**Short exercise:**
Arrange the lines of the material below as a JSON list of strings, one string per line and blank lines omitted, covering only the line containing "Q: Tag each instance of the wooden" through the line containing "(1097, 485)", both included.

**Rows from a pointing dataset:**
**********

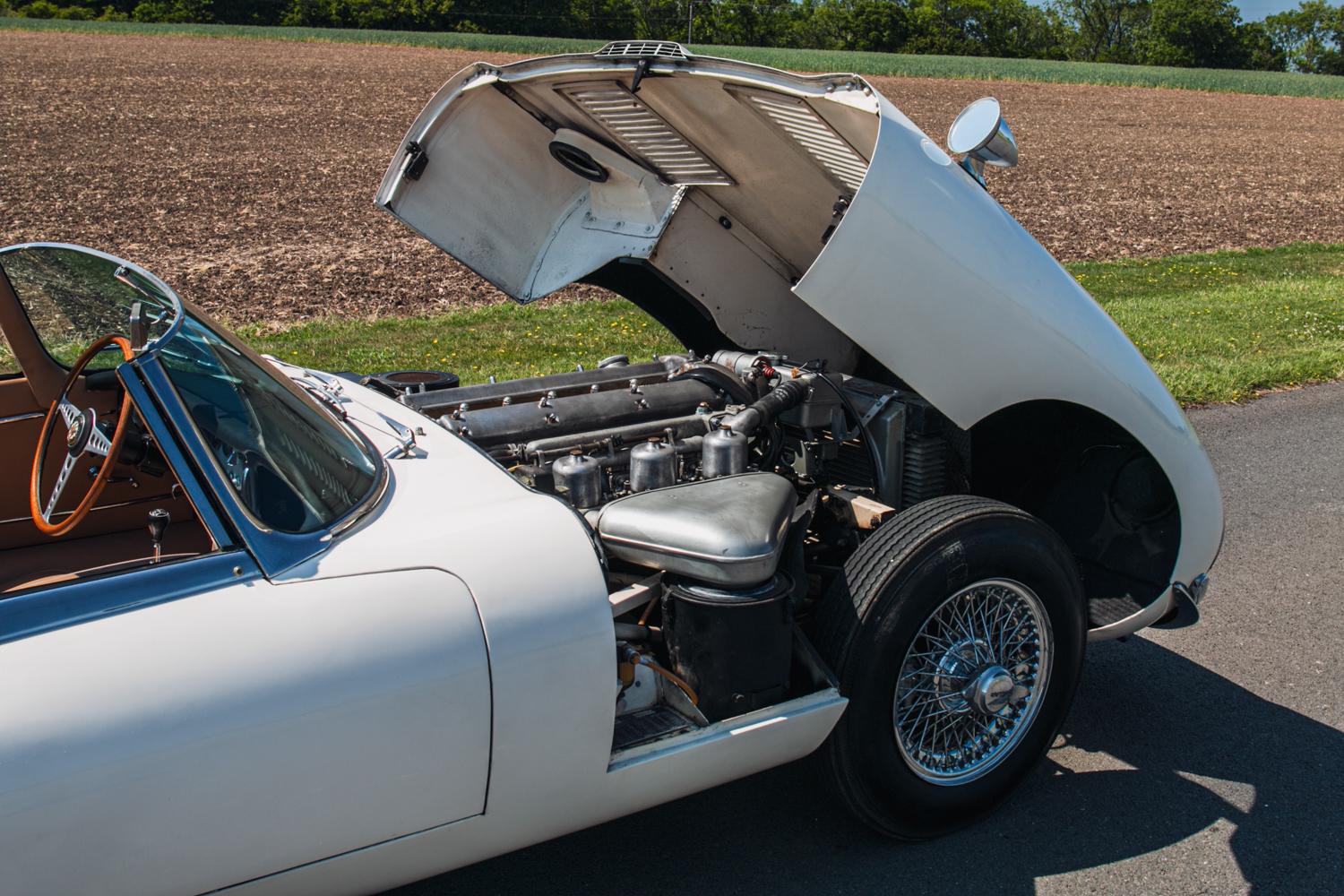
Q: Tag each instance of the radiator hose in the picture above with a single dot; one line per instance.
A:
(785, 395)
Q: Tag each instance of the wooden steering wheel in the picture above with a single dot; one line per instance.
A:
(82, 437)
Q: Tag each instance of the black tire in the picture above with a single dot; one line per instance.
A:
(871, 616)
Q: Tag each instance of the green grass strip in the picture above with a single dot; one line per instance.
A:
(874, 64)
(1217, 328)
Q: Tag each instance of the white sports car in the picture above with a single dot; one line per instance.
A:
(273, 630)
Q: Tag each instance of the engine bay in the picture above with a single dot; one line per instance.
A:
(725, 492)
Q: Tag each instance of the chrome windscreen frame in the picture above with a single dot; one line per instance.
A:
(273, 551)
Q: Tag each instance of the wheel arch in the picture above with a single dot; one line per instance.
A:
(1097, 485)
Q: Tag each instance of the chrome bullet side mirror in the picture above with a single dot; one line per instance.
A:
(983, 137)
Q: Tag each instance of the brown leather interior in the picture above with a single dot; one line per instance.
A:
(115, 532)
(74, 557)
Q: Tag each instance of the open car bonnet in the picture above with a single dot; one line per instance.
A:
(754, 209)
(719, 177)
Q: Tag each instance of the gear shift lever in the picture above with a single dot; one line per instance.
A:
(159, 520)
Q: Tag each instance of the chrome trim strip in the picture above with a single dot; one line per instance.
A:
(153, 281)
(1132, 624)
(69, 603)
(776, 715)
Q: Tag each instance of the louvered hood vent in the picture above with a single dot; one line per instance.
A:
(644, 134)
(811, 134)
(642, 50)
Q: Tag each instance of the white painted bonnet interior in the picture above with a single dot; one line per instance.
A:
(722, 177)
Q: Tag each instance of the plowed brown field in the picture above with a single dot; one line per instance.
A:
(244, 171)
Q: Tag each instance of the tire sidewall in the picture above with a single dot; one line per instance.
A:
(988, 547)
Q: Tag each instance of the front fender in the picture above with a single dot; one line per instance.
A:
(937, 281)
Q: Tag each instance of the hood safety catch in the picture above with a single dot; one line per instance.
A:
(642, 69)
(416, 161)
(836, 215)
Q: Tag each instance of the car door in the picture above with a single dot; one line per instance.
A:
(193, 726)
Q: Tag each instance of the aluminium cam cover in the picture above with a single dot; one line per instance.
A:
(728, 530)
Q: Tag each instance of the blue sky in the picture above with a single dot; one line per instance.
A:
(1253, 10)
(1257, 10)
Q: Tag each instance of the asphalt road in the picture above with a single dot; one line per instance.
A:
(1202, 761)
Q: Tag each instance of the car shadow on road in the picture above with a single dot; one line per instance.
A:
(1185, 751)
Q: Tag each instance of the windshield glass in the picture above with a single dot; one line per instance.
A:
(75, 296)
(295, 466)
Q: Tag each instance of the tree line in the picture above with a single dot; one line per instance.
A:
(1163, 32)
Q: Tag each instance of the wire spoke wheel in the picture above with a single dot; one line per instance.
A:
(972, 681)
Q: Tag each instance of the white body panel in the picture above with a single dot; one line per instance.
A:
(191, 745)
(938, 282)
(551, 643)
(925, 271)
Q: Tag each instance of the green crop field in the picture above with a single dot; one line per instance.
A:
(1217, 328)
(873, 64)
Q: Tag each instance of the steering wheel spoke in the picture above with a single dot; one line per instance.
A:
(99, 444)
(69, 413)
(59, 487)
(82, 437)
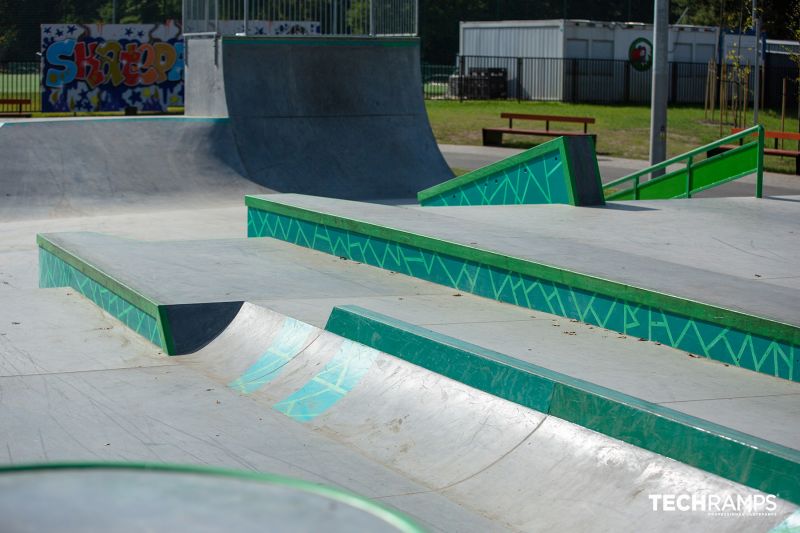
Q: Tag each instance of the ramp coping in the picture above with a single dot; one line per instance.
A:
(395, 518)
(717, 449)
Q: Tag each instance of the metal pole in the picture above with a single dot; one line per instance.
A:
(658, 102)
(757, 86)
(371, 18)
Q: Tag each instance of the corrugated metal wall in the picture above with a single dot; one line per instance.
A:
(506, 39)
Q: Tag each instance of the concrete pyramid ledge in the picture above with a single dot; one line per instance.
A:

**********

**Task response:**
[
  "Q: Tag each instance of the wooden steering wheel in the picture above with a single dot; one line per instance.",
  "A:",
  "(82, 437)",
  "Q: Tag each instance of the black tire in the picture above with a single dot; one line per instance.",
  "A:",
  "(871, 616)",
  "Q: Tag each instance of the green grass strip in the picture above with a single dot; one line per instance.",
  "A:",
  "(874, 64)",
  "(1217, 328)",
  "Q: Tag each instance of the white sports car in the picture above with a single dot; one line per instance.",
  "A:",
  "(273, 630)",
  "Q: Tag each instance of the engine bay in the picture above with a single dot; one line per instance.",
  "A:",
  "(725, 492)",
  "Q: Tag each instance of the chrome windscreen frame in the picture above with a single dot; one line per instance.",
  "A:",
  "(273, 551)",
  "Q: Tag each instance of the wheel arch in the picture above with a single dot; one line per instance.",
  "A:",
  "(1097, 485)"
]